> **Исходный текст**
□ □ □ □
Но все-таки, что является причиной литико-бодиг? Что заставляет болезнь то появляться, то исчезать? В этом вопросе возник, по выражению Джона, концептуальный вакуум. Это случилось, когда в начале семидесятых саговниковая гипотеза была окончательно отвергнута. Болезнь не уходила, заболевали новые пациенты чаморро, их по возможности лечили – обычно симптоматически, но в научных исследованиях наступила пауза, по крайней мере на Гуаме.
Тем не менее именно в семидесятые годы было сделано открытие первостепенной важности. Два патологоанатома, Фрэнк Андерсон и Леунг Чен, произвели вскрытия двухсот чаморро, погибших в дорожно-транспортных происшествиях. (Агана до войны был маленьким тихим городком, по улицам которого ездили главным образом повозки, запряженные медлительными азиатскими буйволами, месившими жидкую грязь, которая заливала дороги во время дождей. Однако после войны население Аганы резко увеличилось, в основном за счет притока американских военных, с которыми связано появление новых дорог и множества машин. Это привело к росту дорожного травматизма среди чаморро, которые не привыкли к такому интенсивному и быстрому движению.) У всех этих людей, погибших на дорогах, не было в анамнезе никаких неврологических расстройств; однако у семидесяти процентов лиц, родившихся до 1940 года, в центральной нервной системе были обнаружены нейрофибриллярные узелки, обнаруженные Хирано в мозге пациентов, страдавших литико-бодигом. Таких узелков почти не оказалось у людей, родившихся в сороковые годы, и их вообще не было ни у одного человека, родившегося после 1952 года. Результаты исследований говорили о том, что в определенный период времени литико-бодиг был почти у всех чаморро, хотя лишь у очень немногих из них болезнь проявлялась явной неврологической симптоматикой. Более того, это давало возможность предположить, что риск заболевания в настоящее время ничтожно мал. Несмотря на то что новые случаи продолжают регистрироваться, эти пациенты, вероятно, заболели много лет назад и только теперь болезнь у них проявилась клинически. «То, что мы сегодня видим, Оливер, – сказал Джон, от избытка чувств ударив рукой по рулю, – это всего лишь отголоски того, что случилось очень давно»79.
□ □ □ □
Сохранённые записи данных:
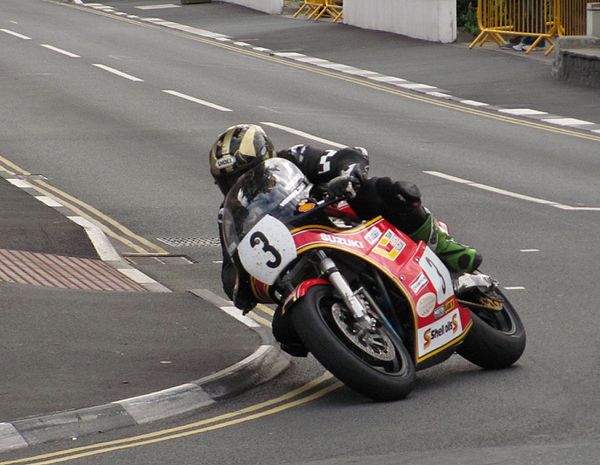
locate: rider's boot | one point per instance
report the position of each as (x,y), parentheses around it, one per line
(456,256)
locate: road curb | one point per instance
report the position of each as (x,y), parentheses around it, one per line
(264,364)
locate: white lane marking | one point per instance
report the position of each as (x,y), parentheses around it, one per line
(390,79)
(237,314)
(439,94)
(509,193)
(361,72)
(118,73)
(136,275)
(304,134)
(196,100)
(48,201)
(289,54)
(157,7)
(20,183)
(567,121)
(522,111)
(474,103)
(60,50)
(16,34)
(103,246)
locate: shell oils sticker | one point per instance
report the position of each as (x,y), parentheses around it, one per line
(389,246)
(440,333)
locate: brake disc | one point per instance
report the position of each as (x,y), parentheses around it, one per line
(373,342)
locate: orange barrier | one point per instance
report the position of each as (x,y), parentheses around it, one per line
(540,19)
(316,9)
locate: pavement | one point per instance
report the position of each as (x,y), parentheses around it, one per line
(89,346)
(86,348)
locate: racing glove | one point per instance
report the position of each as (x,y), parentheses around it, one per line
(347,184)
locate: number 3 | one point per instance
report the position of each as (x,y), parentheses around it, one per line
(259,238)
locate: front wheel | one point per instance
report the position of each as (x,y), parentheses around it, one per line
(497,338)
(375,364)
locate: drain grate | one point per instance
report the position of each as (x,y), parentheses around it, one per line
(190,241)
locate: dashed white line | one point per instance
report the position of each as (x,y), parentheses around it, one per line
(509,193)
(197,100)
(567,121)
(303,134)
(48,201)
(390,79)
(118,73)
(157,7)
(60,50)
(439,94)
(522,111)
(16,34)
(474,103)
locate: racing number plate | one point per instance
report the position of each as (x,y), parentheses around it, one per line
(267,249)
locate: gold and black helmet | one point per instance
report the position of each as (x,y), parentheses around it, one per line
(238,149)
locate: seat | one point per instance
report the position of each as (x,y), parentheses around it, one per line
(332,8)
(311,8)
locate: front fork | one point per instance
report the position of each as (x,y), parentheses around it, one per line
(331,272)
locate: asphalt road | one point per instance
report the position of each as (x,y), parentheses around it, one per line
(138,154)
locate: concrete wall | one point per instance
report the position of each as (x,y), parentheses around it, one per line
(433,20)
(273,7)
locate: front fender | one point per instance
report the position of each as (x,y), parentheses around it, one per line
(300,291)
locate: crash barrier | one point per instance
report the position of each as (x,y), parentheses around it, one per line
(539,19)
(316,9)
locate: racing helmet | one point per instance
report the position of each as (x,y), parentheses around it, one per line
(237,150)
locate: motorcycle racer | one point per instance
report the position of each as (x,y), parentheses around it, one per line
(336,173)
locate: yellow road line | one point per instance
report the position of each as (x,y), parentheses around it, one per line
(266,309)
(260,319)
(104,217)
(97,218)
(180,431)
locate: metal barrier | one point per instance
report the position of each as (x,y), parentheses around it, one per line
(540,19)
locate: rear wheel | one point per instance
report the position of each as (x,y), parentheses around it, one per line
(497,338)
(373,362)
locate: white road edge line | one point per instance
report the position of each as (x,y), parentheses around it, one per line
(304,134)
(117,72)
(16,34)
(60,50)
(509,193)
(196,100)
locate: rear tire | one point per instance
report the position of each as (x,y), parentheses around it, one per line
(497,338)
(383,371)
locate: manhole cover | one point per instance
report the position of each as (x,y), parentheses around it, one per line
(190,241)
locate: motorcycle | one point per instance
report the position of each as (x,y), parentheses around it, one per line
(368,302)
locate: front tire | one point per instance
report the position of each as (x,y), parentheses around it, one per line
(379,368)
(497,338)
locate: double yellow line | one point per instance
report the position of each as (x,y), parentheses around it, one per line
(111,227)
(309,392)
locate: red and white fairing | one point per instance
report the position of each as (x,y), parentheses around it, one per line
(413,267)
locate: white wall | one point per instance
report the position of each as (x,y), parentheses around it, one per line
(274,7)
(433,20)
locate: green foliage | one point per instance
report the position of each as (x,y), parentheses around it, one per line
(466,14)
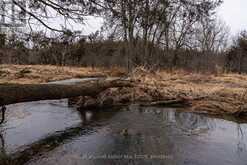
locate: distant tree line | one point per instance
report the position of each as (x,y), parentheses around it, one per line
(153,33)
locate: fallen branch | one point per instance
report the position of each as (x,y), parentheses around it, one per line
(15,93)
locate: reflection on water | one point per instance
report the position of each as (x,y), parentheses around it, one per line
(49,132)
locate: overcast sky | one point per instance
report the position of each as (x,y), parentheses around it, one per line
(234,13)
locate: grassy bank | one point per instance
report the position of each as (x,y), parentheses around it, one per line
(33,74)
(203,93)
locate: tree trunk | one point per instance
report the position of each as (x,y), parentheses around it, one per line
(15,93)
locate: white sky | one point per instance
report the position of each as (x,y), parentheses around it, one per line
(234,13)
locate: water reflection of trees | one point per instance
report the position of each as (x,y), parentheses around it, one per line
(88,126)
(187,122)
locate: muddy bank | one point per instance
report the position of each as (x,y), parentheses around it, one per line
(203,93)
(207,94)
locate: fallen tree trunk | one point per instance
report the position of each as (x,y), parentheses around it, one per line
(15,93)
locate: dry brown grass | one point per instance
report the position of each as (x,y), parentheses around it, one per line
(33,74)
(208,93)
(214,94)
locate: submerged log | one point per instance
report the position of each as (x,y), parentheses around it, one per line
(15,93)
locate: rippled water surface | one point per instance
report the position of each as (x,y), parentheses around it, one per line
(51,133)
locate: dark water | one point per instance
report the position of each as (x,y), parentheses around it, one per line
(51,133)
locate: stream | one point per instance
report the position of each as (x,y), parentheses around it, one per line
(52,133)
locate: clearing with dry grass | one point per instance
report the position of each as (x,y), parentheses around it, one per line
(203,93)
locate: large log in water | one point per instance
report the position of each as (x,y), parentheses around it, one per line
(13,93)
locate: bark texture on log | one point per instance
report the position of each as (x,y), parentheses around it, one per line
(13,93)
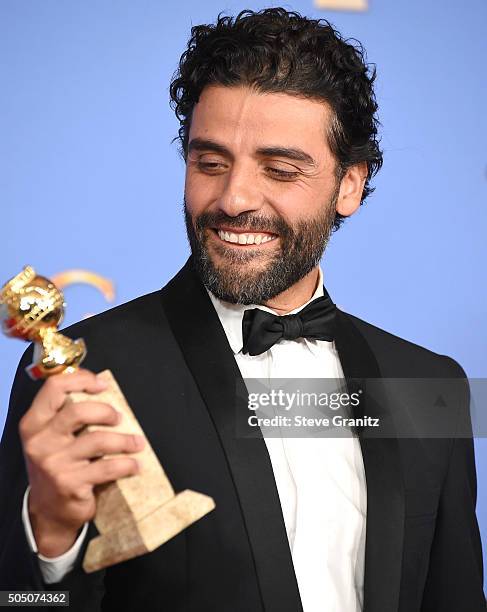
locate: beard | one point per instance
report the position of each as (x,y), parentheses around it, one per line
(254,276)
□ □ □ □
> **Задание**
Перепишите часть текста о литико-бодиге: начните со слов «Но все-таки, что» и закончите словами «мере на Гуаме.». По ходу замените «концептуальный вакуум» на «теоретический пробел».

> **Результат упражнения**
Но все-таки, что является причиной литико-бодиг? Что заставляет болезнь то появляться, то исчезать? В этом вопросе возник, по выражению Джона, теоретический пробел. Это случилось, когда в начале семидесятых саговниковая гипотеза была окончательно отвергнута. Болезнь не уходила, заболевали новые пациенты чаморро, их по возможности лечили – обычно симптоматически, но в научных исследованиях наступила пауза, по крайней мере на Гуаме.